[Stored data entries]

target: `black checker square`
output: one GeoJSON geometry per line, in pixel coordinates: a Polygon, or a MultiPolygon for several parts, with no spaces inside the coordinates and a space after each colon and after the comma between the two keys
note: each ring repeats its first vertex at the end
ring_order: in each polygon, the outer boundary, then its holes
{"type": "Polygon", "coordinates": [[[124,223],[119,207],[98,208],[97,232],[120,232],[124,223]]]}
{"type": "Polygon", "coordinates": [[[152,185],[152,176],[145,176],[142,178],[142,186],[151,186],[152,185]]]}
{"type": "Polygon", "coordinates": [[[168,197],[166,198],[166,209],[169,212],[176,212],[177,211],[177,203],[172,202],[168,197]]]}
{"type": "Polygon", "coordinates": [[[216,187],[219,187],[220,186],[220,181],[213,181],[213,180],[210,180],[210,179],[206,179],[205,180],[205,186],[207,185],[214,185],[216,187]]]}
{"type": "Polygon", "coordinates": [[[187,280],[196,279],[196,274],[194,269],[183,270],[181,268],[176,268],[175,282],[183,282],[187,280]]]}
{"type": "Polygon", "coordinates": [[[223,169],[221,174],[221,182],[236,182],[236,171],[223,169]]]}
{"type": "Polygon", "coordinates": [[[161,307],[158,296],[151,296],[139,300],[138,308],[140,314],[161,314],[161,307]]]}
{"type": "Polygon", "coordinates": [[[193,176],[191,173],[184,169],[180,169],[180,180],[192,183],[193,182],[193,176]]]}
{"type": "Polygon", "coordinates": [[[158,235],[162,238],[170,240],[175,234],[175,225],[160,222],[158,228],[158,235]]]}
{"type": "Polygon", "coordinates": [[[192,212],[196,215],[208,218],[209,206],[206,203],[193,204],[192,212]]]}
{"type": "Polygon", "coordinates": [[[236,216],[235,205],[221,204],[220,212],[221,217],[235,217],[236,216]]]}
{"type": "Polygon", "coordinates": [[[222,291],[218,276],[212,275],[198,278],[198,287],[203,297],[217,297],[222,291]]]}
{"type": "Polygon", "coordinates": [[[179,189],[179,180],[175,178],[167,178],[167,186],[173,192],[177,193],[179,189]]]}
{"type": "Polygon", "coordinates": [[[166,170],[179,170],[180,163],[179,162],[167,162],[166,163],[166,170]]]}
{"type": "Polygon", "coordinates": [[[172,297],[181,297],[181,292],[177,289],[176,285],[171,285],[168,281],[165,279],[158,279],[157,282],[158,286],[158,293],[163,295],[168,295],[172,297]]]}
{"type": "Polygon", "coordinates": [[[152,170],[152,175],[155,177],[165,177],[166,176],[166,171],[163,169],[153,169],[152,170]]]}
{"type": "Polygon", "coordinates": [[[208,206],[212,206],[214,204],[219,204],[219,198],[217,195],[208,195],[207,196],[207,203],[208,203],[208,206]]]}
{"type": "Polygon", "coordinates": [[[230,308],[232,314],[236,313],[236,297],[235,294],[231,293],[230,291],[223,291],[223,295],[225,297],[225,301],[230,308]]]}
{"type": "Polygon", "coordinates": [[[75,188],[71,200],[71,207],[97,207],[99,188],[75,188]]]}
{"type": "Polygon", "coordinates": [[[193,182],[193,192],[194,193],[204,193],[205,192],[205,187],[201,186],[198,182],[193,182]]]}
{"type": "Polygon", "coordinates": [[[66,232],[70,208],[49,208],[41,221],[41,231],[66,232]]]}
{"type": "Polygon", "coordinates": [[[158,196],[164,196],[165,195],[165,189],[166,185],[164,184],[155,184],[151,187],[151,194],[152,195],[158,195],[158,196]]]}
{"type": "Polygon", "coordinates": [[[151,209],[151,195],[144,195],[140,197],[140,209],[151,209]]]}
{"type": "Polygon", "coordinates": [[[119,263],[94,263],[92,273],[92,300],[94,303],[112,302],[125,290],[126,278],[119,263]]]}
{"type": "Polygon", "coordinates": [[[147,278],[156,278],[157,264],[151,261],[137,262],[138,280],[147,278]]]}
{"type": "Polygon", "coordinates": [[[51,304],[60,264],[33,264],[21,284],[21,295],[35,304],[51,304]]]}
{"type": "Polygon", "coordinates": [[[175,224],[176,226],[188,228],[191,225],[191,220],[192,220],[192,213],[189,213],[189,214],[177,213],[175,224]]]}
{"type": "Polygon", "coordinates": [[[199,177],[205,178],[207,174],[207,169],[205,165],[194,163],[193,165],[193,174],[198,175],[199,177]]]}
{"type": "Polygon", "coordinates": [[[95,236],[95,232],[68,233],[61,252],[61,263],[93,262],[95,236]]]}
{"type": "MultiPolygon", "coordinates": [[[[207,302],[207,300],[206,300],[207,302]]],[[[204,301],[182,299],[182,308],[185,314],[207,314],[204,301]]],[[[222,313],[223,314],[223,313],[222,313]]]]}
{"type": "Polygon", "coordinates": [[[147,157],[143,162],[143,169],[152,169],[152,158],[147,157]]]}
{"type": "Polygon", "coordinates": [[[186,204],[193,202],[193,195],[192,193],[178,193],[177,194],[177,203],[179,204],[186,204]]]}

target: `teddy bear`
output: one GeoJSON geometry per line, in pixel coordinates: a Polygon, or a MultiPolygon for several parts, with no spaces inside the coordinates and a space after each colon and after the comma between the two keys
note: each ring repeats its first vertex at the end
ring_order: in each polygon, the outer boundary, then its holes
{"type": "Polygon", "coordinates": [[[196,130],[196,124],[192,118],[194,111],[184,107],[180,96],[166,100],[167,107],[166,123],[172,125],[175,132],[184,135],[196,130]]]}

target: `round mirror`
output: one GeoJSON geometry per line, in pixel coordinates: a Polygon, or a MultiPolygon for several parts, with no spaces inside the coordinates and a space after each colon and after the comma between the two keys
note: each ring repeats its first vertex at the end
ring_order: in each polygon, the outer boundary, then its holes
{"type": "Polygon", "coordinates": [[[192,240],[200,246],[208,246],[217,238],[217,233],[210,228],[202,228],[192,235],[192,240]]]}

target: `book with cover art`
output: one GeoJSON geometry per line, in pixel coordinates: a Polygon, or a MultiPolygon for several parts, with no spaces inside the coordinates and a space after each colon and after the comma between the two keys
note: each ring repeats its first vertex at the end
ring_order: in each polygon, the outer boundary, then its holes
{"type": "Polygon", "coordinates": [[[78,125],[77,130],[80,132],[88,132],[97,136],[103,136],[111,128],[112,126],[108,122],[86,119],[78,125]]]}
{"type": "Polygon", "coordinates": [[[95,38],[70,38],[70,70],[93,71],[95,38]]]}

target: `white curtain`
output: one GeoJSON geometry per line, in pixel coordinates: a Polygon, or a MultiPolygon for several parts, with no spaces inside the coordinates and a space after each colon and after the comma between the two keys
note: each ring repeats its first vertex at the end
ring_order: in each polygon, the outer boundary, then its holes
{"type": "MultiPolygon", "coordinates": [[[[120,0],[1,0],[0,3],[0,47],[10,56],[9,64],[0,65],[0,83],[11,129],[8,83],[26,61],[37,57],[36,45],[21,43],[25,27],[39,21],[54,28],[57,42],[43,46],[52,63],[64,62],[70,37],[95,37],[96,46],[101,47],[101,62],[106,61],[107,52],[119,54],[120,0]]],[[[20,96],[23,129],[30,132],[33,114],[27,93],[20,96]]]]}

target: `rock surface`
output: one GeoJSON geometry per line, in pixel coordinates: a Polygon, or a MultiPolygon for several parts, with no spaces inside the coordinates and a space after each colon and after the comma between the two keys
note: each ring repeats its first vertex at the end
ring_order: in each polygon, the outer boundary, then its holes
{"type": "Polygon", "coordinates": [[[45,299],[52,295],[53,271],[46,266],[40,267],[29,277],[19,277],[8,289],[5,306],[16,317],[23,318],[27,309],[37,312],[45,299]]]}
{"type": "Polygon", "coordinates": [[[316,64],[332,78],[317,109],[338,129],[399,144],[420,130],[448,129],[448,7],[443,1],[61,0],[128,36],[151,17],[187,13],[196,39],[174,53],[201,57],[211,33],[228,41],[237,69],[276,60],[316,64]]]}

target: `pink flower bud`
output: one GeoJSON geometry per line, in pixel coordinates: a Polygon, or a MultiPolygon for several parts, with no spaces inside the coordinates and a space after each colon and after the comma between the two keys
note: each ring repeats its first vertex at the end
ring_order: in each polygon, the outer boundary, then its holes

[What to work on] Show every line of the data in which the word "target" appears.

[Worked solution]
target: `black checker square`
target: `teddy bear`
target: `round mirror`
target: `book with cover art`
target: `white curtain`
target: `rock surface`
target: `pink flower bud`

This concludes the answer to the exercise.